Energy exports from CIS:

  • The US has placed on its sanctions list companies and vessels that are linked to Russia’s liquefied natural gas “dark fleet” activities, as Washington further aims to squeeze the country’s energy sector.Among the vessels included in the sanctions are two vessels, Pioneer and Asya Energy, that recently loaded LNG from the US-sanctioned Arctic LNG 2, as well as a third vessel that is currently headed in the direction of the facility.An Indian company which manages the vessels, Ocean Speedstar Solutions, have been put on the sanctions list as well. (FT, 08.23.24)
  • Russian gas producer Novatek PJSC seems to be pushing ahead with an expansion project at its Arctic LNG 2 plant despite Western energy sanctions. A small fleet of tug vessels towing a second production train has approached the site of the plant on Saturday, according to ship-tracking data. The platform left the construction site near Murmansk on July 25, taking a three-week journey across the eastern Arctic to arrive to the productions area, where the first train is already operating, the ship-tracking data shows. (Bloomberg, 08.17.24) 
  • A third liquefied natural gas tanker appears to be heading to the Arctic LNG 2 export plant in northern Russia that’s subject to US sanctions, with Moscow ramping up efforts to circumvent Western restrictions. The Everest Energy, part of a suspected “dark fleet” of vessels assembled by Moscow to take gas to willing buyers, has halted in the Barents Sea northeast of Norway. Two other LNG vessels stopped at the same spot recently. Satellite images later revealed that the ships were actually docking at the Arctic facility, suggesting that they were faking their transponder signals. (Bloomberg, 08.22.24)
  • Polish Prime Minister Donald Tusk lashed out at Germany on Aug. 17 after a nearly two-year German investigation found that a team of Ukrainians sabotaged the world’s largest offshore pipeline system in September 2022. Tusk took aim at the “initiators and patrons” of Nord Stream 1 and 2, the twin pipelines that ran in parallel on the Baltic seabed, carrying Russian gas to Western Europe. “The only thing you should do today about it is apologize and keep quiet,” he said. (WSJ, 08.20.24)
    • August Hanning, a former head of German foreign intelligence, told the Die Welt newspaper this week that the attack must have been carried out with the support of Poland and with approval from the highest levels in Ukraine and Poland. Tusk didn’t directly address allegations of Polish involvement, saying only that “initiators and patrons” of Nord Stream should apologize and “keep quiet.” (Bloomberg, 08.17.24)

-----

■ **Complete the following**
1 > Shorten the paragraph in the energy exports text that begins "Russian gas producer Novatek PJSC" while keeping its main facts.
2 > Reproduce word for word everything in the energy exports text from "Energy exports from" down to "well. (FT, 08.23.24)".
The entries after the energy exports text are not needed.

-----

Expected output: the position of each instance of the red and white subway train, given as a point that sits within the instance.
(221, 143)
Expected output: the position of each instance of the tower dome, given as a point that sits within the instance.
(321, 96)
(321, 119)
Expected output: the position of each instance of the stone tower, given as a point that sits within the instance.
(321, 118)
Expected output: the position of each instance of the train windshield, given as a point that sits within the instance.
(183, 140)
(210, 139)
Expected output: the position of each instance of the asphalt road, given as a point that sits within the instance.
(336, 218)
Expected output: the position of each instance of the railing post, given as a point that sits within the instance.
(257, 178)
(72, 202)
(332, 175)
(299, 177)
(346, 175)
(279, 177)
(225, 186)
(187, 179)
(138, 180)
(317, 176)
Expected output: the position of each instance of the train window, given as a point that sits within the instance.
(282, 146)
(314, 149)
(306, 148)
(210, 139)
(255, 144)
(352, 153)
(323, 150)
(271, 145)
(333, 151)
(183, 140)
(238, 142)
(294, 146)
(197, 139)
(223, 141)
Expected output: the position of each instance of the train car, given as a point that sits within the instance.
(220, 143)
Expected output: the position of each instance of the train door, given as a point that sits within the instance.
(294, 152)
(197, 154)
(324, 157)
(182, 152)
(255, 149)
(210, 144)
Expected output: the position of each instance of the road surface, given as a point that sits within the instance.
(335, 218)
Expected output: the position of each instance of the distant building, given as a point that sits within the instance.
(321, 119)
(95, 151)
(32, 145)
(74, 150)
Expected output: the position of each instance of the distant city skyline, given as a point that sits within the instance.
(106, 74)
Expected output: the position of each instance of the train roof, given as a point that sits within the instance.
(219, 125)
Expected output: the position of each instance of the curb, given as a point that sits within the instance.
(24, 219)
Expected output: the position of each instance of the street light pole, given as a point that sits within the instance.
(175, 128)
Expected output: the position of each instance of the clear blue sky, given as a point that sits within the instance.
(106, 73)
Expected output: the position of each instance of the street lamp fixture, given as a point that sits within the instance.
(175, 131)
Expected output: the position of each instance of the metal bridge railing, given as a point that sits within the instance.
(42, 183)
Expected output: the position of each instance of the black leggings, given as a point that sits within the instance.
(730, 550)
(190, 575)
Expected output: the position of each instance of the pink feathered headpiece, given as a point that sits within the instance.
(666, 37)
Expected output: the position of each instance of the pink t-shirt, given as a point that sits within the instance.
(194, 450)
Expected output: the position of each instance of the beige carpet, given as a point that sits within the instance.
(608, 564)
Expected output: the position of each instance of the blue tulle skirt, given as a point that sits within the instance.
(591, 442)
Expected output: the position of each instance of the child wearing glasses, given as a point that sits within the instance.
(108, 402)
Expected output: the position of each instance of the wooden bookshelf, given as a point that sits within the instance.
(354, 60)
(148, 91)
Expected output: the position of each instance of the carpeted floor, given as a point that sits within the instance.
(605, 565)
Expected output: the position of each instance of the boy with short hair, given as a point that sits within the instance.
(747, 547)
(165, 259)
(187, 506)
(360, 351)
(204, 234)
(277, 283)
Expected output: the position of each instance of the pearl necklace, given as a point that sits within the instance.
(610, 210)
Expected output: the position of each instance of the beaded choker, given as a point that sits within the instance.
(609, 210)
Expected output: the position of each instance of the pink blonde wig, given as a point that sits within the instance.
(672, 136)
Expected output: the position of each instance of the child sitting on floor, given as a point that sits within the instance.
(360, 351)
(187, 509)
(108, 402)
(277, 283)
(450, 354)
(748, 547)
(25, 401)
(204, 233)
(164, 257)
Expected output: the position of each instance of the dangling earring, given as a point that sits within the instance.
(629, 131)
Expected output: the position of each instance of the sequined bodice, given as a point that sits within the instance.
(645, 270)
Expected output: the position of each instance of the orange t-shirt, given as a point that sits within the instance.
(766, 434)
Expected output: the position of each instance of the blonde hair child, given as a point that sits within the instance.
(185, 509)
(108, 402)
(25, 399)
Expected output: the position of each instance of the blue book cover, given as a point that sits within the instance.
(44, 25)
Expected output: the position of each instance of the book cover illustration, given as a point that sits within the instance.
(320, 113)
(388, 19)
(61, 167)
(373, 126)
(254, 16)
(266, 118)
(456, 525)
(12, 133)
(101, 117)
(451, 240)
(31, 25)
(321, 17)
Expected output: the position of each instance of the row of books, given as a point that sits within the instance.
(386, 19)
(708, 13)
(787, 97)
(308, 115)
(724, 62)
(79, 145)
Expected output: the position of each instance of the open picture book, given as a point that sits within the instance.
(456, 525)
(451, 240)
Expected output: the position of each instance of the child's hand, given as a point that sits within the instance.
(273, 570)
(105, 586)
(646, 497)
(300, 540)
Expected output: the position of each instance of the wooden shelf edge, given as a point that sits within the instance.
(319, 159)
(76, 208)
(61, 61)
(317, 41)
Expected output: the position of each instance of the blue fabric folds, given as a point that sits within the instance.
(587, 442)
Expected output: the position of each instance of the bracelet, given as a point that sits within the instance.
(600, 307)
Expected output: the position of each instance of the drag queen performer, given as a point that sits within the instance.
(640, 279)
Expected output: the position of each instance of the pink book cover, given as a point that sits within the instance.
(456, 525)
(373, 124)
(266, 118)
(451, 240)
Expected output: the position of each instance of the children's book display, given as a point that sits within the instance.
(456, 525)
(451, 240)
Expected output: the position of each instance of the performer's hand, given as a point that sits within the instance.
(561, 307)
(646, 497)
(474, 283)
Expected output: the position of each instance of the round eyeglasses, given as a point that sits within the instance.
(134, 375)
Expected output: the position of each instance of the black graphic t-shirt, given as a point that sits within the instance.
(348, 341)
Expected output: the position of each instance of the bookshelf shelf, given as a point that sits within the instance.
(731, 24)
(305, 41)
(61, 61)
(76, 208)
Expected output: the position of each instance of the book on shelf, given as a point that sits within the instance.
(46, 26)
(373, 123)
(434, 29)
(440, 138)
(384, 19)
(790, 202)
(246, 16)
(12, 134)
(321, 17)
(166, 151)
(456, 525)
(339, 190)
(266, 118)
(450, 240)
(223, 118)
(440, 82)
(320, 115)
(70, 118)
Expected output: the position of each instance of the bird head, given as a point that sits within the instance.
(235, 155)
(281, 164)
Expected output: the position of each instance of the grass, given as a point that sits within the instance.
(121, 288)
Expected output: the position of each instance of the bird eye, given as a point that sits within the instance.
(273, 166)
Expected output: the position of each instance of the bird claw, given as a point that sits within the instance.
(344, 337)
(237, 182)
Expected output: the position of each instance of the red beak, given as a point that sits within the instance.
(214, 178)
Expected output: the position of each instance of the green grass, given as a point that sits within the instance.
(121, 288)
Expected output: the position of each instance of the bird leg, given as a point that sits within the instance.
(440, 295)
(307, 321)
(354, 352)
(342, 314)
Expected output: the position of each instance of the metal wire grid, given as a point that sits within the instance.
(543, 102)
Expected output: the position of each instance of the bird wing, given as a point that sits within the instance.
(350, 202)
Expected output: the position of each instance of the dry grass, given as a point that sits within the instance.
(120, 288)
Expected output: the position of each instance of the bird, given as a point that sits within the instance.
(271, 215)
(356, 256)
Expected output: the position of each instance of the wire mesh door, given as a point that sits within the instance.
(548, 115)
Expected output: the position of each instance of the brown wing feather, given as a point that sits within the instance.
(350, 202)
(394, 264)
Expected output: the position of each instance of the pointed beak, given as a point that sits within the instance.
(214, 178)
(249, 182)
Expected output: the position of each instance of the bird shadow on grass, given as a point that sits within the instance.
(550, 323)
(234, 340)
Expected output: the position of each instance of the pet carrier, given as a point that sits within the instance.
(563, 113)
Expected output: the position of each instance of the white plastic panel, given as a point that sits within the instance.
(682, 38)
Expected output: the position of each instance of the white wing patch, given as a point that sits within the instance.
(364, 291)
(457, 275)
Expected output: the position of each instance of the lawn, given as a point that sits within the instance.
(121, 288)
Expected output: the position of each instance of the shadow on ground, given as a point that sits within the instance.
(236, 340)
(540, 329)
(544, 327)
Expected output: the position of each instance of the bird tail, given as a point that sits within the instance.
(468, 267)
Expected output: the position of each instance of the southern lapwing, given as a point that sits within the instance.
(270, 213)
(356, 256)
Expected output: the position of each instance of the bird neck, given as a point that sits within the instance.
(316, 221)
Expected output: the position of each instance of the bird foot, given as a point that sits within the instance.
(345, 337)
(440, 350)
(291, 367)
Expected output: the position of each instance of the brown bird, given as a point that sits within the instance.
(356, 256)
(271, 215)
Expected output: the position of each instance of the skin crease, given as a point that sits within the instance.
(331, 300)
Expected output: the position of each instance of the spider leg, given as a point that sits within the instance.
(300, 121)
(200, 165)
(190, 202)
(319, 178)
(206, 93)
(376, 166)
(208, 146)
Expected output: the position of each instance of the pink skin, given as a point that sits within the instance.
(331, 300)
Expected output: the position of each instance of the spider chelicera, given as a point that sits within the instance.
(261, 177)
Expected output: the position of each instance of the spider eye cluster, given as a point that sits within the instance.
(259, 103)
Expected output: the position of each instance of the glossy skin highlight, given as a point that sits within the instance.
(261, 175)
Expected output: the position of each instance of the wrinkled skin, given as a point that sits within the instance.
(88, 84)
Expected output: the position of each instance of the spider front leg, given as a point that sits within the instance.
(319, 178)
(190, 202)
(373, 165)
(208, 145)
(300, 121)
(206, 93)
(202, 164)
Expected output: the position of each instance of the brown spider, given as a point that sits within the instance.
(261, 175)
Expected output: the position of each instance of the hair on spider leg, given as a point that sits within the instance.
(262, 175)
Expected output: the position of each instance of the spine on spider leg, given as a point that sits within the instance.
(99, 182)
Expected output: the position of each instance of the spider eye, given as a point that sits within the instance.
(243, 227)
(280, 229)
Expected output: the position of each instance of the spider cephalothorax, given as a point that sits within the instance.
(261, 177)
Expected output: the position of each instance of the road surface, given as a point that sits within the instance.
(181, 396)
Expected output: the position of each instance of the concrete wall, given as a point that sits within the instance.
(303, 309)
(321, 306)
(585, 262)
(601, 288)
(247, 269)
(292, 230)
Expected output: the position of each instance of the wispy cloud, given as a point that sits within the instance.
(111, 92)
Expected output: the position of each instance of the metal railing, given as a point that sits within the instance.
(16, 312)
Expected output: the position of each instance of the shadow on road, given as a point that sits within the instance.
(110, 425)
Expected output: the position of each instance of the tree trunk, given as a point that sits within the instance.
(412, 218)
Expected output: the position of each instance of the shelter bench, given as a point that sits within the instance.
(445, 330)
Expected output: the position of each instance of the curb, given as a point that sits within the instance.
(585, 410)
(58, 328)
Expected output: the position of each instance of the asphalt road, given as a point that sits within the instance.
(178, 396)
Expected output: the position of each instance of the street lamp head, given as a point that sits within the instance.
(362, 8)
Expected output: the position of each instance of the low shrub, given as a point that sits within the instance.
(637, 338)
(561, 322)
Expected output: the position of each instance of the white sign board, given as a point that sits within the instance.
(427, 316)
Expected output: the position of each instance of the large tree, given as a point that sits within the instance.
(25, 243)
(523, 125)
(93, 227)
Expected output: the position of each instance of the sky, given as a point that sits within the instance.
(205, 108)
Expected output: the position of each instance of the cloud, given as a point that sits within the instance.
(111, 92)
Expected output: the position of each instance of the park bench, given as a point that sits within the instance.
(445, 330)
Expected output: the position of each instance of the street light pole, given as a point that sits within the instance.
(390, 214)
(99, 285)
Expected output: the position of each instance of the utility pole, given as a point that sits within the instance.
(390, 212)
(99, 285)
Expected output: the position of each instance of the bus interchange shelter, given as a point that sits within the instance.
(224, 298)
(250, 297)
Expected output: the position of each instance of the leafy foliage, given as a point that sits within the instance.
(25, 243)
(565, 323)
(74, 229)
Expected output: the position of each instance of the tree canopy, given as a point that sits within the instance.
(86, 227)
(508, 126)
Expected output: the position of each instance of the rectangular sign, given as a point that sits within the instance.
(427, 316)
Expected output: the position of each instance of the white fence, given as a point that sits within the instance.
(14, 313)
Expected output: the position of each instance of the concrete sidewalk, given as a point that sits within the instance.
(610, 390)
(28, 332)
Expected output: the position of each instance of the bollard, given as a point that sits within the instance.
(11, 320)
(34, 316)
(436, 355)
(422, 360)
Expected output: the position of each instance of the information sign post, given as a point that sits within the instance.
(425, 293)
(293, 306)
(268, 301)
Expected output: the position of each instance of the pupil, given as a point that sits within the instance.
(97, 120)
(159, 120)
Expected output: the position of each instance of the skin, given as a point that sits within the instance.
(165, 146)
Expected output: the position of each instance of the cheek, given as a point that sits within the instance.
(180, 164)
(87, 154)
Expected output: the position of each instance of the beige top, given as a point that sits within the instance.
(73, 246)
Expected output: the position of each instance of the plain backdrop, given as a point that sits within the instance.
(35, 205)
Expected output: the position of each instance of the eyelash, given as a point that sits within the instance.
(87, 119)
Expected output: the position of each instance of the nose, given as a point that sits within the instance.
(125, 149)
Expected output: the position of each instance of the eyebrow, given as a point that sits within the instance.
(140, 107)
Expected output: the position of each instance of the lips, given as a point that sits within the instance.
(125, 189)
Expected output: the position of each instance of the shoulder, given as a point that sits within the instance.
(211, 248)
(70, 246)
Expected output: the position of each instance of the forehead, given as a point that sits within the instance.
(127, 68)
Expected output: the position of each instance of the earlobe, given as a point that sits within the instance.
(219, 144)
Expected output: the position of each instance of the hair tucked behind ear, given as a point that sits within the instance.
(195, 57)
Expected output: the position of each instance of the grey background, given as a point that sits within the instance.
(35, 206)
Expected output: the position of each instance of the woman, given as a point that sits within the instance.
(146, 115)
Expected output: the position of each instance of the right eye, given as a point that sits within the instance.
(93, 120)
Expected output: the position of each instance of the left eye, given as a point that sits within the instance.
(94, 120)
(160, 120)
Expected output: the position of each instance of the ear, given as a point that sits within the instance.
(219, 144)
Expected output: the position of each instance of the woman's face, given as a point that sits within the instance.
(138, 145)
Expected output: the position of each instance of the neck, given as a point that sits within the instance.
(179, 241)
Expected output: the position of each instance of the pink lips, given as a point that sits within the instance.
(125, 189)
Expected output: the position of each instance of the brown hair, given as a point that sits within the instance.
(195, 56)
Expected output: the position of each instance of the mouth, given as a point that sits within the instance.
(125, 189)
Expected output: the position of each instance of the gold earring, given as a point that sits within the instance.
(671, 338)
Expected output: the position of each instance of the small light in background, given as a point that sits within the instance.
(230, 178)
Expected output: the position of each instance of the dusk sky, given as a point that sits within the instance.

-----

■ **Worked answers**
1 > Despite Western sanctions, Novatek appears to be expanding its Arctic LNG 2 plant. Ship-tracking data show that tugs towing a second production train reached the site on Saturday. The platform had left the construction site near Murmansk on July 25 and spent three weeks crossing the eastern Arctic to the area where the first train already operates. (Bloomberg, 08.17.24)

2 >
Energy exports from CIS:

  • The US has placed on its sanctions list companies and vessels that are linked to Russia’s liquefied natural gas “dark fleet” activities, as Washington further aims to squeeze the country’s energy sector.Among the vessels included in the sanctions are two vessels, Pioneer and Asya Energy, that recently loaded LNG from the US-sanctioned Arctic LNG 2, as well as a third vessel that is currently headed in the direction of the facility.An Indian company which manages the vessels, Ocean Speedstar Solutions, have been put on the sanctions list as well. (FT, 08.23.24)